Document extract section start

January 4, 2013
Pärt-ing Ways in the Garden of Eden
Adam’s Lament has fascinated Arvo Pärt for at least two decades. Back in 1992, the already-world-renowned Estonian composer had sketched a massive, 90-minute production for choir, orchestra, and vocal group bearing that title, based on the 19th- and 20th-century Greek Russian Orthodox monk St. Silouan’s poetic setting of the biblical Adam’s anguished reaction to his expulsion from Eden. The Oregon Bach Festival commissioned the work for its 1994 season, but Pärt succumbed to an artistic crisis and abandoned it.
The festival wound up premiering his shorter and simpler Litany that summer, instead, and Pärt went on to write other laments, plus a Silouan setting (1991’s Silouan’s Song). But evidently, that despairing text from Genesis continued to haunt him, because the grimly portentous title track of Pärt’s new CD rumbles with the dread and anguish that pervade the monk’s text (sung here in church Slavic), which slowly builds, rushes to a powerful climax, and ends, quietly, with a prayer — not for transcendence or strength, but rather for humility.
The composer also gazes backward in the works that follow the title piece, revisiting music he wrote as long as two decades ago for other instrumental combinations and rescoring them for chorus, woodwinds, and strings. As with Adam’s Lament, Beatus Petronius, a striking Salve Regina, and a fiercely dramatic Statuit Ei Dominus all expertly capture the emotional thrust of their respective texts — submission to the Creator’s will, and calls for help, for mercy, for peace and dignity.
The title track rushes to a powerful climax and ends quietly, with a prayer — not for transcendence or strength, but rather for humility.
Recorded (with Pärt’s active participation) in the reverberant 13th-century church of St. Nicolai in Tallinn that surrounds the singing with a hazy echo, the album conveys a feeling of partaking of ancient religious rites in a sacred space. As ever with Pärt, the music often uses relatively simple means to deep and penetrating effect, usually imbuing the texts with high drama.

Document extract section end
Information given section start

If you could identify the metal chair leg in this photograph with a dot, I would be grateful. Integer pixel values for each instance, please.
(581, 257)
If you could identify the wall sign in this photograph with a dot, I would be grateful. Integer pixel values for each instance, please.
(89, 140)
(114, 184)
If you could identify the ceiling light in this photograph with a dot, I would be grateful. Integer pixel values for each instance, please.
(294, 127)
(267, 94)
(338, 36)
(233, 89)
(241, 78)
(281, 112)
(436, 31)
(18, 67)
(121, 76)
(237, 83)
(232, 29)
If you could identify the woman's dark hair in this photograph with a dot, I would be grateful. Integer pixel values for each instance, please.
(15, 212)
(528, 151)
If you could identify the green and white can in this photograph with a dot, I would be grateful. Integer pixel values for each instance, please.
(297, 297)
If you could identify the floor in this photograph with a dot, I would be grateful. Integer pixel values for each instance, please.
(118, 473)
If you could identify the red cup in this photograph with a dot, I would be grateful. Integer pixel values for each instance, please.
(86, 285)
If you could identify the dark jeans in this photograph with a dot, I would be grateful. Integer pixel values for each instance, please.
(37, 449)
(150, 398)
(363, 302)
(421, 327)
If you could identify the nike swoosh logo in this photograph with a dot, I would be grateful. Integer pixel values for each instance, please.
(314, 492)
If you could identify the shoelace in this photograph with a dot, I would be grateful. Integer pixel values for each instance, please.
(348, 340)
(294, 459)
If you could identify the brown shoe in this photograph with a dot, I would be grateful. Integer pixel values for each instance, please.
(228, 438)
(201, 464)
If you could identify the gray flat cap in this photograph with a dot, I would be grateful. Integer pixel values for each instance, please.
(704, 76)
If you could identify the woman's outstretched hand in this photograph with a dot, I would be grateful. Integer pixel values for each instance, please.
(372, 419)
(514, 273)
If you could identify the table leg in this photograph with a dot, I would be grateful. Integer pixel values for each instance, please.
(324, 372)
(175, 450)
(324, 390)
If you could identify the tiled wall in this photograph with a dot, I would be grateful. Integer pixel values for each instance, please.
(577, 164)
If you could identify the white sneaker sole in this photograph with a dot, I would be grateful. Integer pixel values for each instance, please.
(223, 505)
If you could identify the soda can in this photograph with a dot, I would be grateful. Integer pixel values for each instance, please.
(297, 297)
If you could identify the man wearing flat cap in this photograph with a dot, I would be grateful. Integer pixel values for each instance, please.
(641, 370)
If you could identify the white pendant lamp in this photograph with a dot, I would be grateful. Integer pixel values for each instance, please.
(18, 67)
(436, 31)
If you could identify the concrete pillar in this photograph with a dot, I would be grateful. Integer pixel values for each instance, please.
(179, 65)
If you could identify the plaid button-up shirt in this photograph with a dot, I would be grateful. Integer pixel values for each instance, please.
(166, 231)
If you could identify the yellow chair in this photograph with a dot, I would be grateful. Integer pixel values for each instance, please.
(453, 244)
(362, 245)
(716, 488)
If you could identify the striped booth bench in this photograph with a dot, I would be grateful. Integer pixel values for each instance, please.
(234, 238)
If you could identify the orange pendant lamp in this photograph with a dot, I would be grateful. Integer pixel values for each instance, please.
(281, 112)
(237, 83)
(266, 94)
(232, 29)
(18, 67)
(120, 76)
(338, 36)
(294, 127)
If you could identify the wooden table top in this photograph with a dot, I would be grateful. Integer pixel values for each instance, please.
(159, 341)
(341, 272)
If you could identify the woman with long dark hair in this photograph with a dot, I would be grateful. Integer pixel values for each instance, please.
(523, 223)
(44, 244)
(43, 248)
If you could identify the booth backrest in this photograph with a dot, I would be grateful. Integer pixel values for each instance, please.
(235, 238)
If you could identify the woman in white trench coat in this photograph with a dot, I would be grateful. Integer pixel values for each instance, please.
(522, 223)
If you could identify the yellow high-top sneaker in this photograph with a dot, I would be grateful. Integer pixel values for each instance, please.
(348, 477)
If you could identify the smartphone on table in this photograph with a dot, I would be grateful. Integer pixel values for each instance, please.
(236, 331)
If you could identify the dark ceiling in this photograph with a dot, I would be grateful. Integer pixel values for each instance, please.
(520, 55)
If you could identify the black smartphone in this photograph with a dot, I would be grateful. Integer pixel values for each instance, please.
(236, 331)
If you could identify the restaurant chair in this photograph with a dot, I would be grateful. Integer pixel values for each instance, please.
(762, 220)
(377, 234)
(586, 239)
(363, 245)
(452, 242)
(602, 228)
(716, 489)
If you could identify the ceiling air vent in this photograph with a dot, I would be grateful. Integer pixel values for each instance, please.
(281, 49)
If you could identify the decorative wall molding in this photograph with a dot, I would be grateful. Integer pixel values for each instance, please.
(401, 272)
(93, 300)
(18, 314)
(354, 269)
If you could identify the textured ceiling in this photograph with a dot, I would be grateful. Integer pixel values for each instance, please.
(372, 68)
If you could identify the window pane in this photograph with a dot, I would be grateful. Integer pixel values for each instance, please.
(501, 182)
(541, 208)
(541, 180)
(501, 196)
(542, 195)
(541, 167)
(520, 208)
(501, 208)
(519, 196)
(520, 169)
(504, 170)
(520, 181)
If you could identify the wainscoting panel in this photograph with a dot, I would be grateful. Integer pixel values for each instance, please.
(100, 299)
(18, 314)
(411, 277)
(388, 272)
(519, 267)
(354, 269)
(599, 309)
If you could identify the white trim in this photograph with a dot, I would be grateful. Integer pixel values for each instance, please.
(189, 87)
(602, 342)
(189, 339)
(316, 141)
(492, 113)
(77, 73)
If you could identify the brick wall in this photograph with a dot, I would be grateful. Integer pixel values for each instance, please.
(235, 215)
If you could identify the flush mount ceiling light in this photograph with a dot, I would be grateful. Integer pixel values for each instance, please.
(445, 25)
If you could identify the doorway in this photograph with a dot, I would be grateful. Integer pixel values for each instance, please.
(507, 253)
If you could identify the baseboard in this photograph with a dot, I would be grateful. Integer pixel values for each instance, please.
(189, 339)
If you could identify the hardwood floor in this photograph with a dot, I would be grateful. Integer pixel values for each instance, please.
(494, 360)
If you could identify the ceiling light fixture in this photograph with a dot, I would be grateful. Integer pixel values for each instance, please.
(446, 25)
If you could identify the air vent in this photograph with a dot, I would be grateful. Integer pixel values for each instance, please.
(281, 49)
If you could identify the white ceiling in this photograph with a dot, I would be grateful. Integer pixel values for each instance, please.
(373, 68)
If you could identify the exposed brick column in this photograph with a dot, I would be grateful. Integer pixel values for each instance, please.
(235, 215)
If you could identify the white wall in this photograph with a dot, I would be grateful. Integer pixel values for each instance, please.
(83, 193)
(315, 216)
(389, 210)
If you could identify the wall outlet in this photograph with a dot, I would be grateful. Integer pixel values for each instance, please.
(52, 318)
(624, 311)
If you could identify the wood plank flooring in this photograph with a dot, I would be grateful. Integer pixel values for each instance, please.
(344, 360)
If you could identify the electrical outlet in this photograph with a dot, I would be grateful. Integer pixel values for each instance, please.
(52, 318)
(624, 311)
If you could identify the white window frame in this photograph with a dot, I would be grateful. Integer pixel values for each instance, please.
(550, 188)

Information given section end

Complete the following:
[A] In the review of Pärt's Adam's Lament album, rewrite everything from "The title track" down to "with high drama.", replacing "reverberant" with "resonant".
[B] According to the review of Pärt's Adam's Lament album, in what language is the monk's text sung on the title track?

Solutions to the exercise:
[A]
The title track rushes to a powerful climax and ends quietly, with a prayer — not for transcendence or strength, but rather for humility.
Recorded (with Pärt’s active participation) in the resonant 13th-century church of St. Nicolai in Tallinn that surrounds the singing with a hazy echo, the album conveys a feeling of partaking of ancient religious rites in a sacred space. As ever with Pärt, the music often uses relatively simple means to deep and penetrating effect, usually imbuing the texts with high drama.

[B] It is sung in church Slavic.